EXERCISE REQUIREMENTS -
Rewrite everything from the line containing "of the yellow" down to the line containing "pixel 154 79", putting "plantain" in place of "banana" and changing nothing else. Omit the pictures from your answer.

RECORDS SHOWN -
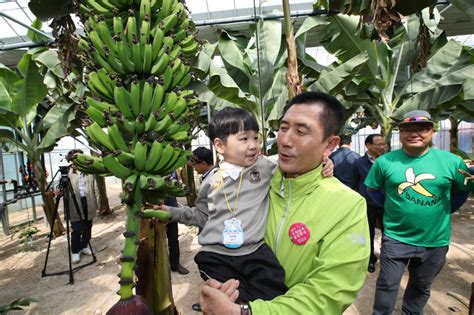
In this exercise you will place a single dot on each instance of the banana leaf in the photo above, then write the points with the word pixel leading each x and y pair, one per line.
pixel 30 89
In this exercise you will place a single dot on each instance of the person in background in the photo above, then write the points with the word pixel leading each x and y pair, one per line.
pixel 419 187
pixel 343 159
pixel 172 235
pixel 316 226
pixel 86 192
pixel 375 145
pixel 202 161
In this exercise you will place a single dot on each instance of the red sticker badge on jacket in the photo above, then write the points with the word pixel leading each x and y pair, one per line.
pixel 299 233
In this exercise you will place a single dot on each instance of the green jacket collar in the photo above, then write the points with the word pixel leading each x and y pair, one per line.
pixel 298 186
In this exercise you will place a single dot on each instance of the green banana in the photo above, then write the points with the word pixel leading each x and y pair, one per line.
pixel 101 61
pixel 122 101
pixel 97 42
pixel 104 34
pixel 167 78
pixel 151 122
pixel 124 157
pixel 157 43
pixel 166 155
pixel 160 66
pixel 124 55
pixel 130 182
pixel 96 133
pixel 147 96
pixel 145 32
pixel 190 50
pixel 187 41
pixel 169 22
pixel 179 107
pixel 185 80
pixel 117 138
pixel 184 24
pixel 154 182
pixel 137 56
pixel 171 165
pixel 170 101
pixel 161 215
pixel 158 96
pixel 175 52
pixel 154 155
pixel 103 76
pixel 131 29
pixel 147 58
pixel 118 26
pixel 98 87
pixel 180 35
pixel 99 9
pixel 95 115
pixel 166 7
pixel 180 136
pixel 182 160
pixel 177 76
pixel 115 167
pixel 140 151
pixel 145 9
pixel 135 97
pixel 163 124
pixel 140 124
pixel 100 106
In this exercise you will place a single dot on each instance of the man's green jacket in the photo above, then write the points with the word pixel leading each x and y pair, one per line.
pixel 325 274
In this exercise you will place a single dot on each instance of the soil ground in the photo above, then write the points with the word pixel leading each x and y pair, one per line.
pixel 95 286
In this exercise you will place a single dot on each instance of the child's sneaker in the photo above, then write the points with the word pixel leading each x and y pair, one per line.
pixel 76 258
pixel 87 251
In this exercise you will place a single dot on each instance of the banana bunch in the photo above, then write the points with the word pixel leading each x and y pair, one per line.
pixel 138 113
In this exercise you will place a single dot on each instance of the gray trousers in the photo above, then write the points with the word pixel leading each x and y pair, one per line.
pixel 424 264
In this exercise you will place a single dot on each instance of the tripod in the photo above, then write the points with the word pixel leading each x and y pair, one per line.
pixel 65 190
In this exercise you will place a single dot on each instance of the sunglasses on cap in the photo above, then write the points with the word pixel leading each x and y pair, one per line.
pixel 417 118
pixel 195 160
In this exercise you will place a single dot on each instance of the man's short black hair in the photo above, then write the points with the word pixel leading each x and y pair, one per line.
pixel 230 121
pixel 332 112
pixel 203 154
pixel 346 139
pixel 370 138
pixel 70 155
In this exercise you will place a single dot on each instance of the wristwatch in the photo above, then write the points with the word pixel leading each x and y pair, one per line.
pixel 245 309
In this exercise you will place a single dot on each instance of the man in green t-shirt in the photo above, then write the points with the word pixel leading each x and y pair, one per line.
pixel 418 183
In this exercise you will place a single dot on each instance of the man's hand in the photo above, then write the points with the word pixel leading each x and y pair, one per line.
pixel 218 298
pixel 328 167
pixel 161 207
pixel 229 288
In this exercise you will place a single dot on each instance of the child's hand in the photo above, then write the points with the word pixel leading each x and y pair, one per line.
pixel 161 207
pixel 328 167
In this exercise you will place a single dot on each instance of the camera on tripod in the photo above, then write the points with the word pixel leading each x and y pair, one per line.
pixel 64 170
pixel 66 192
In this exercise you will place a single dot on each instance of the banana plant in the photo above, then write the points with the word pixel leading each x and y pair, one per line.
pixel 252 74
pixel 139 114
pixel 26 107
pixel 385 87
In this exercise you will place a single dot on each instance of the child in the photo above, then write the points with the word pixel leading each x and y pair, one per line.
pixel 231 208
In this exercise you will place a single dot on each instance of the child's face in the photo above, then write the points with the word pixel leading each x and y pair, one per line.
pixel 241 148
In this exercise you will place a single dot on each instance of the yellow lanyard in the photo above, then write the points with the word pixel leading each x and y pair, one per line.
pixel 225 195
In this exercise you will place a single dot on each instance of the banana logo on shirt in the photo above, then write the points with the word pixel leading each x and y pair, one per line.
pixel 415 182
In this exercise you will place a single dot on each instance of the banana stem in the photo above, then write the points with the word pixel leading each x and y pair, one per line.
pixel 129 255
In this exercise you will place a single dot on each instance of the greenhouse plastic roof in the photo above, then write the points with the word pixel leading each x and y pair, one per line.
pixel 210 16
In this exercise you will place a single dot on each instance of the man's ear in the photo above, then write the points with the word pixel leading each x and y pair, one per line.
pixel 333 142
pixel 219 145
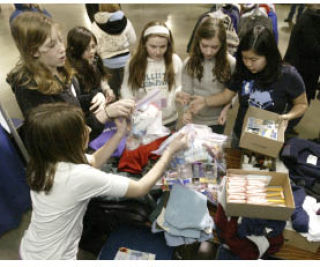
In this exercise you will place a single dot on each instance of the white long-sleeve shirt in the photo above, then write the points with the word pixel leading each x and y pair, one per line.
pixel 154 79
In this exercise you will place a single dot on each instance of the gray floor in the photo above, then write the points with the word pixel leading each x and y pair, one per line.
pixel 179 17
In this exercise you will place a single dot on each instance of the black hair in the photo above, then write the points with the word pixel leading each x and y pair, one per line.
pixel 89 76
pixel 261 40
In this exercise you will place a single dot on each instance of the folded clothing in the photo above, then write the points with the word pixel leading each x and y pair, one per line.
pixel 133 161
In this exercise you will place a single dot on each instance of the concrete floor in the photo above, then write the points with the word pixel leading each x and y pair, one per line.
pixel 179 17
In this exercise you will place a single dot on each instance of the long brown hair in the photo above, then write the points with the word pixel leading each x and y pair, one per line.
pixel 138 63
pixel 29 31
pixel 90 76
pixel 207 30
pixel 53 133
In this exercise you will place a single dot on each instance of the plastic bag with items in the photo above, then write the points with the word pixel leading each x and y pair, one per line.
pixel 201 142
pixel 146 122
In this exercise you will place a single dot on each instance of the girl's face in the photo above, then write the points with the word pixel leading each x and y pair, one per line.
pixel 90 52
pixel 88 131
pixel 210 47
pixel 52 52
pixel 254 62
pixel 156 47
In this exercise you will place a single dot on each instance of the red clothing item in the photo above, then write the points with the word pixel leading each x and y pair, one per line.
pixel 133 161
pixel 242 247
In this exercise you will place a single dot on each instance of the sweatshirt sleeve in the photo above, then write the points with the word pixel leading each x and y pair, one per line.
pixel 178 72
pixel 126 91
pixel 131 34
pixel 187 80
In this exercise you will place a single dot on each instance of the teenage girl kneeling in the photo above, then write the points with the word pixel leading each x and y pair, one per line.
pixel 62 181
pixel 154 65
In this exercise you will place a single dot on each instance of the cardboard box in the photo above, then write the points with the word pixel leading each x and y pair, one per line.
pixel 264 211
pixel 292 238
pixel 258 143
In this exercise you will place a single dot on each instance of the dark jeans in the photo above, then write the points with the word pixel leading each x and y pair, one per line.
pixel 226 254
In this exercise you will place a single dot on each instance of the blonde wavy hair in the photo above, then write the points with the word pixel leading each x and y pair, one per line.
pixel 29 31
pixel 207 30
pixel 138 63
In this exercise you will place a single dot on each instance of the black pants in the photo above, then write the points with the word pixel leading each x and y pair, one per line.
pixel 115 80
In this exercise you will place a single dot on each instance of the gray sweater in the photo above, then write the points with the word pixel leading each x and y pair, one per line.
pixel 209 85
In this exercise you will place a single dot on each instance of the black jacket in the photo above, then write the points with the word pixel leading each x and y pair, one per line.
pixel 28 99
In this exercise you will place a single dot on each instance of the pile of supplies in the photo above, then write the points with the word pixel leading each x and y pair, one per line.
pixel 200 165
pixel 254 189
pixel 146 121
pixel 184 218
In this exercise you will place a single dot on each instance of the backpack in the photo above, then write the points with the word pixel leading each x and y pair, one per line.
pixel 302 158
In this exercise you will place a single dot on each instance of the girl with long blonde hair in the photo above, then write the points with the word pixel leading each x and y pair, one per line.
pixel 154 65
pixel 41 75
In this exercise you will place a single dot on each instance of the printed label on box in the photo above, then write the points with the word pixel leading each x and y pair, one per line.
pixel 312 159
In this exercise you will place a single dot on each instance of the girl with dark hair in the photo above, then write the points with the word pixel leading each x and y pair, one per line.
pixel 206 72
pixel 115 35
pixel 90 75
pixel 62 181
pixel 155 65
pixel 261 80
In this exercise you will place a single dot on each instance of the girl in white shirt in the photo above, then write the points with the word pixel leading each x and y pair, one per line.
pixel 155 66
pixel 206 72
pixel 62 181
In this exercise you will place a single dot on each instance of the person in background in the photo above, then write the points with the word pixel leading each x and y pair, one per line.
pixel 305 55
pixel 206 72
pixel 92 9
pixel 63 179
pixel 154 65
pixel 115 35
pixel 292 11
pixel 261 80
pixel 41 76
pixel 20 8
pixel 92 84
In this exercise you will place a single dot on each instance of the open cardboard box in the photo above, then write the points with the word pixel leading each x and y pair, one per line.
pixel 258 143
pixel 263 211
pixel 292 238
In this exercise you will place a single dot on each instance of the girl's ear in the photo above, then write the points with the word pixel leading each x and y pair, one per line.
pixel 36 54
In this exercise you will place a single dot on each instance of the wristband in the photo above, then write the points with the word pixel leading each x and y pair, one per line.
pixel 206 101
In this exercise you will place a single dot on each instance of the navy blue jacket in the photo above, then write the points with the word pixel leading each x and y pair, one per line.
pixel 302 158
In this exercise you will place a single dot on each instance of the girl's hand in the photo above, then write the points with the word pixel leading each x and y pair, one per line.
pixel 97 102
pixel 223 115
pixel 121 108
pixel 110 96
pixel 284 120
pixel 182 98
pixel 179 143
pixel 187 117
pixel 122 125
pixel 197 103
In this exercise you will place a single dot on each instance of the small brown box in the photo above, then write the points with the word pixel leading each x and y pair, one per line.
pixel 264 211
pixel 292 238
pixel 258 143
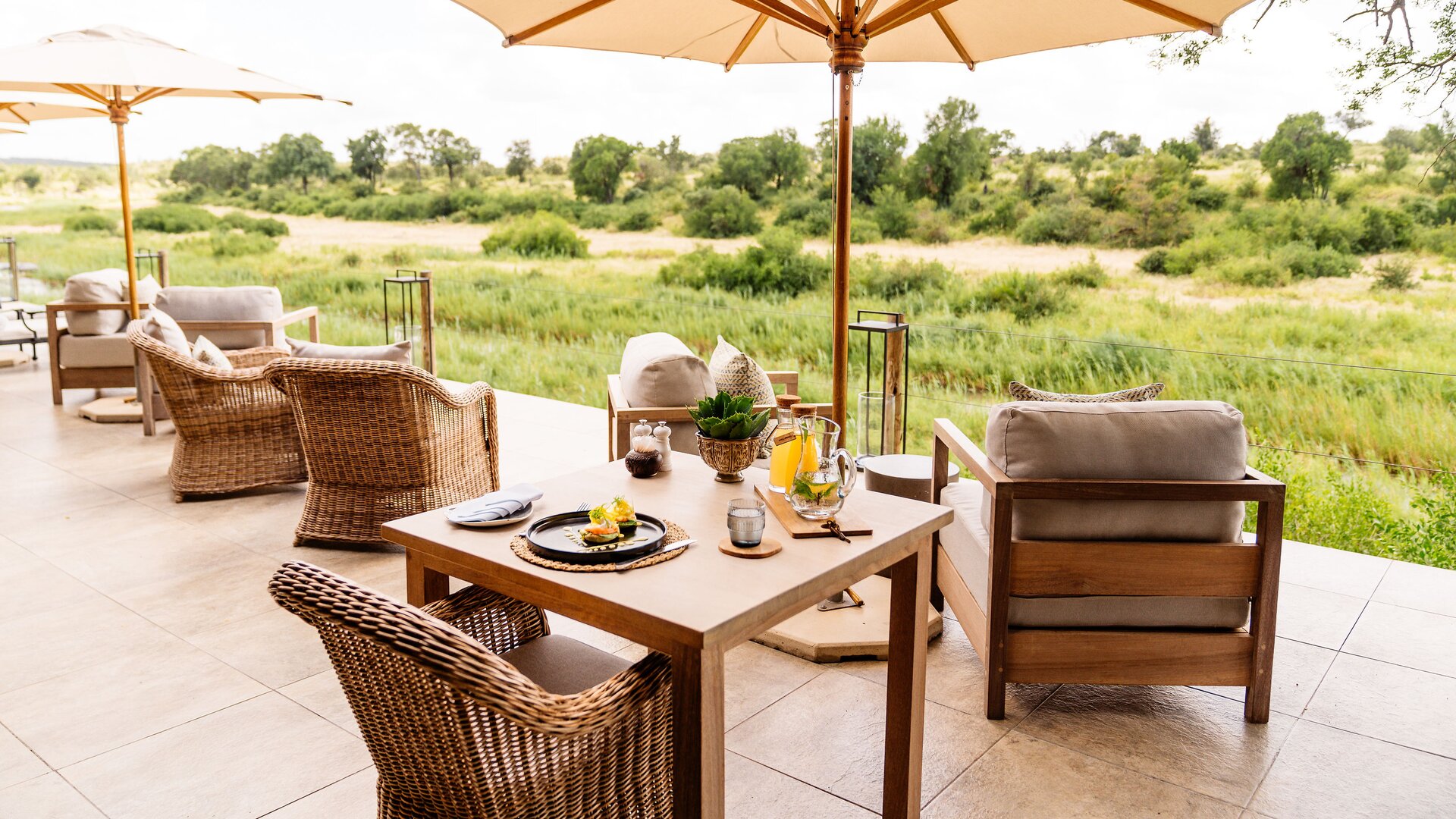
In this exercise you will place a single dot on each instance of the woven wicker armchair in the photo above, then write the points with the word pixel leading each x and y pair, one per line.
pixel 235 430
pixel 384 441
pixel 459 733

CORRECT RESULT -
In this exercise you will place a single dot on each instance of the yellow lanyard in the photo above, then write the points with the word pixel leading each x and y pair, one per line.
pixel 225 195
In this exercise you will place a single dot on each instance of the plantain logo on shirt in the photo above, then write the points with the word pixel leading each x and y pair, one per line.
pixel 415 182
In this exercise you will place a single dot on each instance of the plantain stem in the photo above, then write the points with the word pixel leading each x and y pair, one per line.
pixel 129 255
In this exercise you will place a single dot on each instance of the greenhouse plastic roof in the photo above, then write the points with the word pixel leading each x and y pair, one per line.
pixel 210 16
In this exercise you will place a single dot on each instance of the man's ear in the photo above, then write the points with the word pixel leading each x and y pair, one per line.
pixel 333 142
pixel 219 145
In this exercise you will place a single dot on each instance of the white long-sleeve shirt in the photo above, then write the points with the word pixel leading each x and y pair, one per line.
pixel 154 79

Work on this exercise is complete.